Once the first cases of anthrax exposure appeared in Florida and the envelope became a potential weapon of mass destruction, we got to see what panic looks like. On Tuesday an office worker in suburban Virginia settled down on a toilet seat, yanked off a piece of double-ply toilet paper and found a message written between the leaves: "You're sitting in anthrax, and you're dead." The investigators rushed in: false alarm. The Nashville, Tenn., haz-mat team was called out five times in 48 hours, all for hoaxes. A woman phoned in a report that her computer keyboard was covered with a powdery substance. The FBI discovered that she had been eating cookies. The State Department was evacuated because somebody spilled some talcum powder. Cipro overtook Viagra as the drug of choice on Internet sites.

That did not seem like sheer hysteria by Friday, when we learned that Tom Brokaw's assistant at NBC had tested positive for anthrax after opening a threatening letter with powder inside. At that moment the New York Times was being evacuated after another letter rained powder in the newsroom; this one was addressed to bioterrorism expert Judith Miller. Initial testing showed no sign of anthrax, but the threat still seemed real, and cunning. You didn't need to shoot the messengers; you just needed to scare them to death, because fear is bacterial as well. It can spread in the air and over wires, infect the marketplace, lay waste to whole industries and leave its victims at home in bed with the covers pulled up. And the worst part was that since there were so many scares, so many hoaxes, we were in some ways doing this to ourselves.

* [Data extract]

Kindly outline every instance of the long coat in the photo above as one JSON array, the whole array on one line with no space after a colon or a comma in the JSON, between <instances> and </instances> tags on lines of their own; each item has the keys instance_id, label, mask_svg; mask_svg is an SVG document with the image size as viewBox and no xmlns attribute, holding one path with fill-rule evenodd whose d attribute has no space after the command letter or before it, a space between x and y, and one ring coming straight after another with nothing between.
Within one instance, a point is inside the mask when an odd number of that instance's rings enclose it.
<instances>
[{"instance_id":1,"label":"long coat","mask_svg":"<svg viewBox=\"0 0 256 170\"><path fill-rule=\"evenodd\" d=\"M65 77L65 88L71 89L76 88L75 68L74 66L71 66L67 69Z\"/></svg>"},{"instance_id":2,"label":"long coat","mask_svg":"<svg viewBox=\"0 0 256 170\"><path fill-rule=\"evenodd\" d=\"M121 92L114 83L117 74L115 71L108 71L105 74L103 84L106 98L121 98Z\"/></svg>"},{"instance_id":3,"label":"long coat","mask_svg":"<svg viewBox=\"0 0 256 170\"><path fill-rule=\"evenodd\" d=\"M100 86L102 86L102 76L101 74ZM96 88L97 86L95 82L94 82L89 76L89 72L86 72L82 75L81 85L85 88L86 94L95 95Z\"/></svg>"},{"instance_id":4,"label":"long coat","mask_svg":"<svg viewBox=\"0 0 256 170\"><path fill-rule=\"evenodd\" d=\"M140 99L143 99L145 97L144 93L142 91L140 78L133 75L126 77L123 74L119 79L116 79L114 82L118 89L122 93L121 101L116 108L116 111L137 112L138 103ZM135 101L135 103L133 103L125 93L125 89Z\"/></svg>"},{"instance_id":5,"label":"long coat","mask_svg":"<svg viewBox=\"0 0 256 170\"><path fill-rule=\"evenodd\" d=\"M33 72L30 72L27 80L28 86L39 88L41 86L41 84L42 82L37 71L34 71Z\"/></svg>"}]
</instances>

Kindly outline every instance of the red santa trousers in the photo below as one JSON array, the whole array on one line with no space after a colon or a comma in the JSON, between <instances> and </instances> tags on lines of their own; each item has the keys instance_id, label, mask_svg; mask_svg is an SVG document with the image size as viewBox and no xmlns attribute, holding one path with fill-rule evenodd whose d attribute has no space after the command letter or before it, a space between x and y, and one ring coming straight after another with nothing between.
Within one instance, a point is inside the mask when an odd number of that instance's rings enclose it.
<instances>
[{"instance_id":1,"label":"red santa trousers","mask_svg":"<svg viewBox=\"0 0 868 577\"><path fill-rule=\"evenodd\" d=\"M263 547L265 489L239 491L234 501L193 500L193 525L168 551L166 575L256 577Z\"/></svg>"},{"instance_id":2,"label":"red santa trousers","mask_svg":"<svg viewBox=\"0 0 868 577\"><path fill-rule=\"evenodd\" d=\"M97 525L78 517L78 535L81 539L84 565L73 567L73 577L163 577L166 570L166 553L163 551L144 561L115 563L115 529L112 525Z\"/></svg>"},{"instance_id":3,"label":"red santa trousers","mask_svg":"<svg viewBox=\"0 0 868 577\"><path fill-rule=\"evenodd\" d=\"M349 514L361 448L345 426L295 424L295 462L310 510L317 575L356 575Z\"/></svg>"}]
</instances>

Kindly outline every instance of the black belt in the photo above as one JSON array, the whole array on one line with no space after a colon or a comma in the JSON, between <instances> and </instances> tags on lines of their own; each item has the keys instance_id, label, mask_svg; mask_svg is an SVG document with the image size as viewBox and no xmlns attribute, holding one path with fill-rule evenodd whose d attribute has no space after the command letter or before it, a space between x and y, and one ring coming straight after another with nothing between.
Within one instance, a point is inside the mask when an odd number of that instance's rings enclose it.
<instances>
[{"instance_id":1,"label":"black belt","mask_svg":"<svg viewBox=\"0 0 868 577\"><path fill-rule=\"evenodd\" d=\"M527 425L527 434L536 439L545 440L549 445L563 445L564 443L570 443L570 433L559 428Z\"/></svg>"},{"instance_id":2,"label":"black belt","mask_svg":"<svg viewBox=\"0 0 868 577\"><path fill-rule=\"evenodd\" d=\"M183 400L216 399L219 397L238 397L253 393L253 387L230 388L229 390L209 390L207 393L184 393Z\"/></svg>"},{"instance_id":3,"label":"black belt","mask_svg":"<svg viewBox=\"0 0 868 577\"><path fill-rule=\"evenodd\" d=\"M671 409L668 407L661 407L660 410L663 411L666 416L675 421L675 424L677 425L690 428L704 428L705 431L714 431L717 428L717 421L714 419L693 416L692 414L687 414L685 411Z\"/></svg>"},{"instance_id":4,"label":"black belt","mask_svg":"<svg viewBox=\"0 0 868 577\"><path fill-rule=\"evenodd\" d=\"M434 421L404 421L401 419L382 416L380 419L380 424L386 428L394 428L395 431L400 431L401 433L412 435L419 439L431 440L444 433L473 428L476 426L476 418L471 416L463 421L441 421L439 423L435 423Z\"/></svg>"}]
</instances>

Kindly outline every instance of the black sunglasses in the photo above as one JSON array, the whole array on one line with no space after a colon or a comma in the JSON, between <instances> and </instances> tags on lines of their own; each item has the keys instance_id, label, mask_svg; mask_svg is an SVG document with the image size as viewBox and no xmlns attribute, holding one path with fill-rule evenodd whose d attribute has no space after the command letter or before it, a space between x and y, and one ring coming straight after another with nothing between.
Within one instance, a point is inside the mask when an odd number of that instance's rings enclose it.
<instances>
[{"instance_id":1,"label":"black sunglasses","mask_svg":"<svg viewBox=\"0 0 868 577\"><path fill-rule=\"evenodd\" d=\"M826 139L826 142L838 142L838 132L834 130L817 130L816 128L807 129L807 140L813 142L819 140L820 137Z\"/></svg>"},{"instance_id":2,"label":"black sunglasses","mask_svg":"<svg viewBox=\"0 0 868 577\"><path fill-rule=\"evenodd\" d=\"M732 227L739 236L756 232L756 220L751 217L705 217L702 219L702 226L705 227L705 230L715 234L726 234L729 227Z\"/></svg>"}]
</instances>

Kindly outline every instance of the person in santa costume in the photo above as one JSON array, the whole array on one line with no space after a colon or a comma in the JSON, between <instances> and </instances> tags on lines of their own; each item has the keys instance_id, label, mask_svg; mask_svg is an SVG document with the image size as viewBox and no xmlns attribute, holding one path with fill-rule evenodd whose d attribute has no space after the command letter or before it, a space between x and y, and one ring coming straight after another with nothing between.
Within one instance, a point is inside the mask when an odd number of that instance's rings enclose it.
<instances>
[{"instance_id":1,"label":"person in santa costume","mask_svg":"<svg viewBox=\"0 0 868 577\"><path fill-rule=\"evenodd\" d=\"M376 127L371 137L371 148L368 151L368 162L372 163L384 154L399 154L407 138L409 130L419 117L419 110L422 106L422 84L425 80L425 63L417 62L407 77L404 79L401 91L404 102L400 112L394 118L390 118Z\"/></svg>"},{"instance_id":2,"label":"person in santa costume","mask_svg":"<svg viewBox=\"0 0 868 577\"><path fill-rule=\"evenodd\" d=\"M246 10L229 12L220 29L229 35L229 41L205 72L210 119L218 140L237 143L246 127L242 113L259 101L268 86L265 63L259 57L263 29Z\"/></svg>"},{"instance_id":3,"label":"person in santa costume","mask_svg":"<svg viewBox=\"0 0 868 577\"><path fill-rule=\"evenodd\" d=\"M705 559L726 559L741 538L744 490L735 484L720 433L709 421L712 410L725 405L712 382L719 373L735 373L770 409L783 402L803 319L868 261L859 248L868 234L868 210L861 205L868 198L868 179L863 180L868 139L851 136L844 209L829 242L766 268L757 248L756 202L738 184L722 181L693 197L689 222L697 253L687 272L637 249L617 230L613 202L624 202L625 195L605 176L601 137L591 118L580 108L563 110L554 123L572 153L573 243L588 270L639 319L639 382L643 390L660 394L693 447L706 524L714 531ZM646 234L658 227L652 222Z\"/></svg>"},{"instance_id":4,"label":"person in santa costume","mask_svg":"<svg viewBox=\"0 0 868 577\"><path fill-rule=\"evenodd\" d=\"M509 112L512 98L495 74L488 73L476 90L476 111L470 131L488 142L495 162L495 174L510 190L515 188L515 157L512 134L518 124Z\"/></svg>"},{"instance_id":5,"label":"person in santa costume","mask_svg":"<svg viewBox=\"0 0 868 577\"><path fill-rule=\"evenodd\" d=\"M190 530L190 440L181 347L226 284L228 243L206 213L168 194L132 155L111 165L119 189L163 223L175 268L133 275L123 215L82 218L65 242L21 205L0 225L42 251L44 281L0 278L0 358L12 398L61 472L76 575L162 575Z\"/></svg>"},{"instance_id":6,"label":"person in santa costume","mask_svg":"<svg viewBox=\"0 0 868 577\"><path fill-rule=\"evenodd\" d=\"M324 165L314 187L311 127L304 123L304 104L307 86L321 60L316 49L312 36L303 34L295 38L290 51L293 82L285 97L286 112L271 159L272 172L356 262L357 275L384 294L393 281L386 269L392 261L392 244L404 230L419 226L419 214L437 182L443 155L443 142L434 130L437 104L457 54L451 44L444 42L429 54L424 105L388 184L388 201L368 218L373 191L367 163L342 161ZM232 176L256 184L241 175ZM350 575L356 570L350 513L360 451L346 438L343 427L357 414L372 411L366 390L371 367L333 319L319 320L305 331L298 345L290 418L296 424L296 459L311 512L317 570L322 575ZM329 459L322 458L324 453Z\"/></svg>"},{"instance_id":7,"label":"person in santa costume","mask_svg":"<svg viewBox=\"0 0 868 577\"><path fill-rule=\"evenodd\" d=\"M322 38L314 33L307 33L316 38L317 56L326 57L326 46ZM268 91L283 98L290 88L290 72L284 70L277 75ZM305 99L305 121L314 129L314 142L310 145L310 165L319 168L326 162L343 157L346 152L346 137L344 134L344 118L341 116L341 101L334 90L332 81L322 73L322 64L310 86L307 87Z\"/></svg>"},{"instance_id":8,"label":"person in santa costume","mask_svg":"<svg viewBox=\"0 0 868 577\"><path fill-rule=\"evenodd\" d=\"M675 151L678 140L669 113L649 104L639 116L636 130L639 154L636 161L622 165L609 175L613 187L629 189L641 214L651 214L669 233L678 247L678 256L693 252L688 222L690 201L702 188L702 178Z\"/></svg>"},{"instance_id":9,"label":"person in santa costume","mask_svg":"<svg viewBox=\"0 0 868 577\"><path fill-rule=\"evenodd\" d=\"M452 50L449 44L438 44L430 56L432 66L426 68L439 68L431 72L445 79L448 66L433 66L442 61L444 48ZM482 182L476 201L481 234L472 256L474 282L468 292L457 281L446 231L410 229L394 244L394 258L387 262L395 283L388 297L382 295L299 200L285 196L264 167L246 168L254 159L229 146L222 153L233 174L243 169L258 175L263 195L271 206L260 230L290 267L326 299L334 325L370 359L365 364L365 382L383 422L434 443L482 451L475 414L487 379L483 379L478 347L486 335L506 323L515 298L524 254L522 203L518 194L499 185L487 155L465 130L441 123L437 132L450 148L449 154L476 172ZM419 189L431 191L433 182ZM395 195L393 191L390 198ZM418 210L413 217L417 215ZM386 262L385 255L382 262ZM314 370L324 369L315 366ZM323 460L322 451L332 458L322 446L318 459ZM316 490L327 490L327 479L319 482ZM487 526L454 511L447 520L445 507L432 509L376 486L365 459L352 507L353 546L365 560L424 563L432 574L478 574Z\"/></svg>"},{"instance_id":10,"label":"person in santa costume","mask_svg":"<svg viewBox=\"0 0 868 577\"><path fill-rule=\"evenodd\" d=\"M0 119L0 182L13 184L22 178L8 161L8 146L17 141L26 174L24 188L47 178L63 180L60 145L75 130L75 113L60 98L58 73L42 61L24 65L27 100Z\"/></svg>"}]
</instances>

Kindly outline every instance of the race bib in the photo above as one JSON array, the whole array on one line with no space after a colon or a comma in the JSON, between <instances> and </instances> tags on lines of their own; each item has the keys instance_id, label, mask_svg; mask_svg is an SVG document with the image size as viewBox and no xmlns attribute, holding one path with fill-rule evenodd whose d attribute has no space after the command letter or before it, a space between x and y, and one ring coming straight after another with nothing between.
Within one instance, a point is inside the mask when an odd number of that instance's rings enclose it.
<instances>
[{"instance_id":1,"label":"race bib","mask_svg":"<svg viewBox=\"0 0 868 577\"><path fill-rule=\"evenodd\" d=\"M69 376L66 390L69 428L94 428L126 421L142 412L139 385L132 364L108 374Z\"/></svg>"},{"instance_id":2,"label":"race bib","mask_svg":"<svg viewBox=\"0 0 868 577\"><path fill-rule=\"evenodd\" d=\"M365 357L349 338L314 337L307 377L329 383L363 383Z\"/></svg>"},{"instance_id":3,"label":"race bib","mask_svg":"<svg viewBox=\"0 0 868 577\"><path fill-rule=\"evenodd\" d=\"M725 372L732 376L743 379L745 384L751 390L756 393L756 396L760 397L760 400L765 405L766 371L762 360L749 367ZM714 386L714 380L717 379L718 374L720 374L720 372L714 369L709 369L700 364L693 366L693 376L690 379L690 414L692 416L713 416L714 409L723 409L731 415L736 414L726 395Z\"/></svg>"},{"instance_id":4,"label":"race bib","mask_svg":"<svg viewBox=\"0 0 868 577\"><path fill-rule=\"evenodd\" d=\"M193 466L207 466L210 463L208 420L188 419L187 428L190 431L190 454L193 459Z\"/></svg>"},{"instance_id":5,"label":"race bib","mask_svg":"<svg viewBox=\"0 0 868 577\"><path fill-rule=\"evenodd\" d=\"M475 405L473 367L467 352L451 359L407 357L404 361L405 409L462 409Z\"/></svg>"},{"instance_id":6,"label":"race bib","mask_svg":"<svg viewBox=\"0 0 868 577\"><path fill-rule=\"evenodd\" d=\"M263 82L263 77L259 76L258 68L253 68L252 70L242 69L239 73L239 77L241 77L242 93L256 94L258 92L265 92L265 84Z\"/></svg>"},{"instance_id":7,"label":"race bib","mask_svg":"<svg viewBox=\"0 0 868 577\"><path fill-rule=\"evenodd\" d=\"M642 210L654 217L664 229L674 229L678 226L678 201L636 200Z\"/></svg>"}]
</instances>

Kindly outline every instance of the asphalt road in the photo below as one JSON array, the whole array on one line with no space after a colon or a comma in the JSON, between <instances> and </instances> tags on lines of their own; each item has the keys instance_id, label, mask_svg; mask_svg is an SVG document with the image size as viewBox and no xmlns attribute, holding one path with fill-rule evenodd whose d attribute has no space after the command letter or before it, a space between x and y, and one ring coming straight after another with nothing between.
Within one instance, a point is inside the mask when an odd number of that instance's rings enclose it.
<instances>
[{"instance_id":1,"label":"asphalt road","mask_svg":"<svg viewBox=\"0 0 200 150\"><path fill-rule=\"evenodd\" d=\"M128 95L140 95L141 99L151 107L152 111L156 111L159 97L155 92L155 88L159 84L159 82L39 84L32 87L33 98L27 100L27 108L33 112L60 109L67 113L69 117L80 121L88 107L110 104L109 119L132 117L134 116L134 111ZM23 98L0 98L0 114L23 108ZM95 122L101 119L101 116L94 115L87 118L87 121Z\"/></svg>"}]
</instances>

* [To do]
According to the passage on the anthrax scares, what caused the State Department to be evacuated?

* [Answer section]
Somebody spilled some talcum powder.